_Action item_: Rewrite the listing lines starting with the line containing "Every <instance> must" and going on through the line containing "positive clicks: (844, 419)", with every "rough mask" replaced by "coarse mask" and all else unchanged; give only those lines.

_Information provided_:
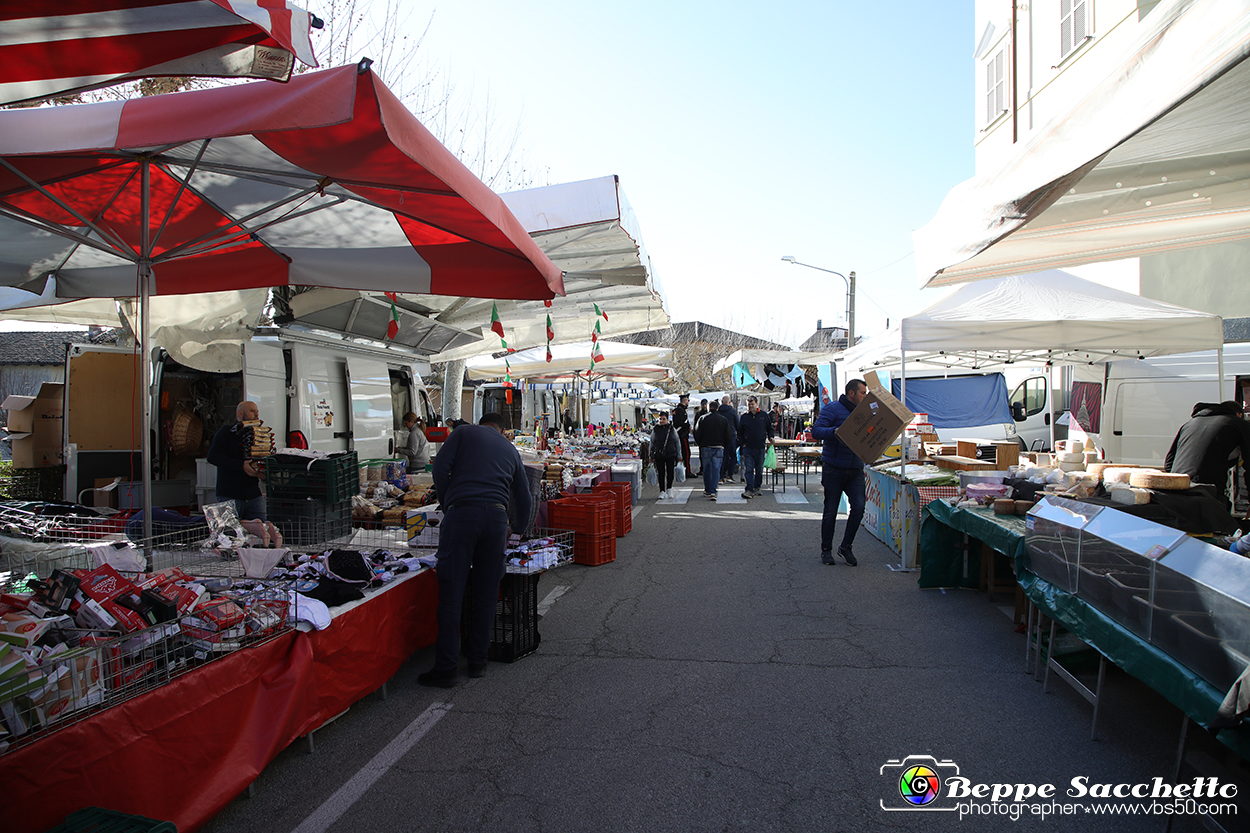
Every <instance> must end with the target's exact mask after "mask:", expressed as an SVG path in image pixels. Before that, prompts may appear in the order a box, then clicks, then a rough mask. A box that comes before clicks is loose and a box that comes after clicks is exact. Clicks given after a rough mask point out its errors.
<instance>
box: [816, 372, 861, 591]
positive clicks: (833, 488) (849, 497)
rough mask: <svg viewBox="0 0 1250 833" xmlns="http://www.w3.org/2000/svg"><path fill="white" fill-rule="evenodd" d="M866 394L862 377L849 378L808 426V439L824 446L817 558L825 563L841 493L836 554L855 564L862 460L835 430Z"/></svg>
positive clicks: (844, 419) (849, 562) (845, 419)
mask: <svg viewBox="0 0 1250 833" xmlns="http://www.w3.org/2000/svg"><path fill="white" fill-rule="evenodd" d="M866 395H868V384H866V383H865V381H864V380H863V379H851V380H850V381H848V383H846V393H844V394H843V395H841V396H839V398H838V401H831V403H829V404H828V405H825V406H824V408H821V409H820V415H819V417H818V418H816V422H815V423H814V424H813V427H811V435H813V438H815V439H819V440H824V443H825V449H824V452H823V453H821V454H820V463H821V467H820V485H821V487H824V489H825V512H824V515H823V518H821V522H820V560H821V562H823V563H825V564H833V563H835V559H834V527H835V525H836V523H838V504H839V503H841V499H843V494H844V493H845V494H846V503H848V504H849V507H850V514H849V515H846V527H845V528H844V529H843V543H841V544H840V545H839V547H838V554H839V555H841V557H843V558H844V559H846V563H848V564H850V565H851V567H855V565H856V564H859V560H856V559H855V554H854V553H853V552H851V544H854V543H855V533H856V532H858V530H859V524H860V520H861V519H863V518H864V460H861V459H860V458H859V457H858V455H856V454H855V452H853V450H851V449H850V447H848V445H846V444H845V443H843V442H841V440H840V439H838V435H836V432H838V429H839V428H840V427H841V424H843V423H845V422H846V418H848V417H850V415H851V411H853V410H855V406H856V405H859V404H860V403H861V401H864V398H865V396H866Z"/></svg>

---

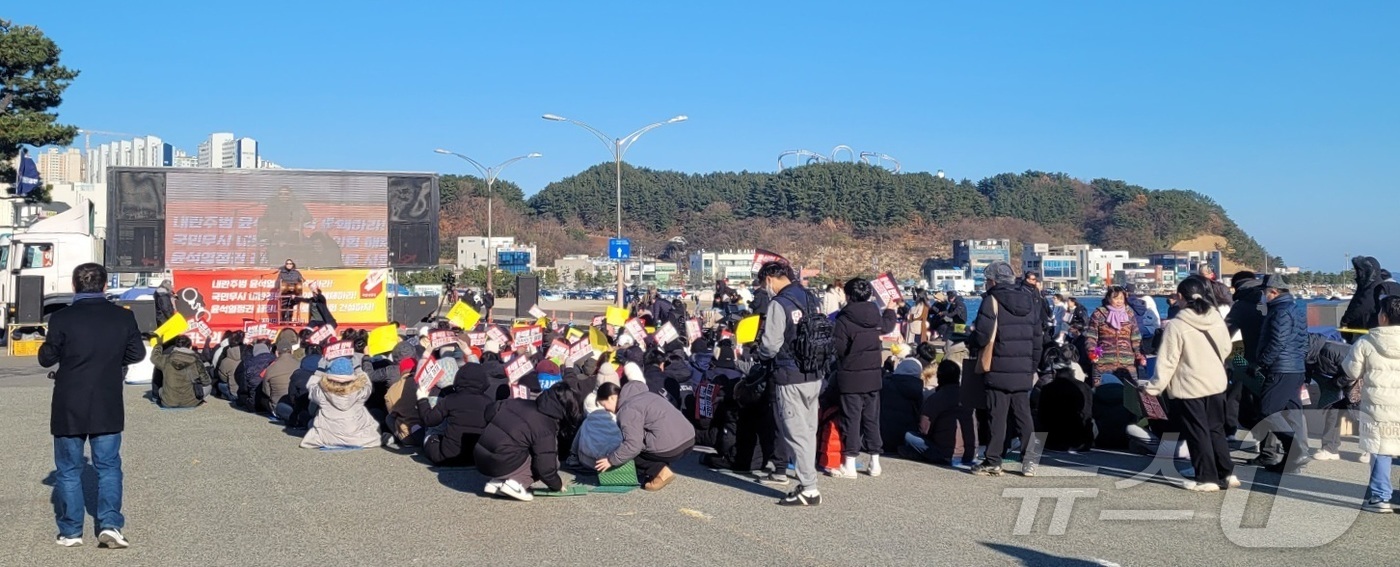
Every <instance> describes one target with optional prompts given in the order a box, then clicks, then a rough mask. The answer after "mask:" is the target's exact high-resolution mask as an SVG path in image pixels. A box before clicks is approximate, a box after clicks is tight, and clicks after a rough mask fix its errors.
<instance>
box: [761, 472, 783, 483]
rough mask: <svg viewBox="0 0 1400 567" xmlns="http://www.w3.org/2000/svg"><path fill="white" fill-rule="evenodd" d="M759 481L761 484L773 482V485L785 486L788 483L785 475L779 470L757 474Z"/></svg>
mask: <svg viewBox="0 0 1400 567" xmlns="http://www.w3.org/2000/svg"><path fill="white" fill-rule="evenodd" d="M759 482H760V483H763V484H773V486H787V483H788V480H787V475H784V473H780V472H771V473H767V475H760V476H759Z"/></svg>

---

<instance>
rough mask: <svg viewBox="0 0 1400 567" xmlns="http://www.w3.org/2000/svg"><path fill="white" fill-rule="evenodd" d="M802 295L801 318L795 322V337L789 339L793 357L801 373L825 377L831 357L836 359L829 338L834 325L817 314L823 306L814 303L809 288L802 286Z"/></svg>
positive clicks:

_Solution for this exercise_:
Every <instance> must end with the target's exact mask after "mask:", expressed as an SVG path in image pixels. Before that, prompts may appear in the order a box, then clicks, then a coarse mask. A box that comes before clicks is loose and a box that comes after clicks is exact. Clicks given after a coarse mask point out its errors.
<instance>
box: [816, 372, 861, 591]
positive clicks: (833, 488) (849, 497)
coarse mask: <svg viewBox="0 0 1250 833" xmlns="http://www.w3.org/2000/svg"><path fill="white" fill-rule="evenodd" d="M866 394L862 377L849 378L808 426V439L824 446L817 558L825 563L841 493L836 554L855 564L862 460L835 430Z"/></svg>
positive clicks: (844, 419) (849, 562) (845, 419)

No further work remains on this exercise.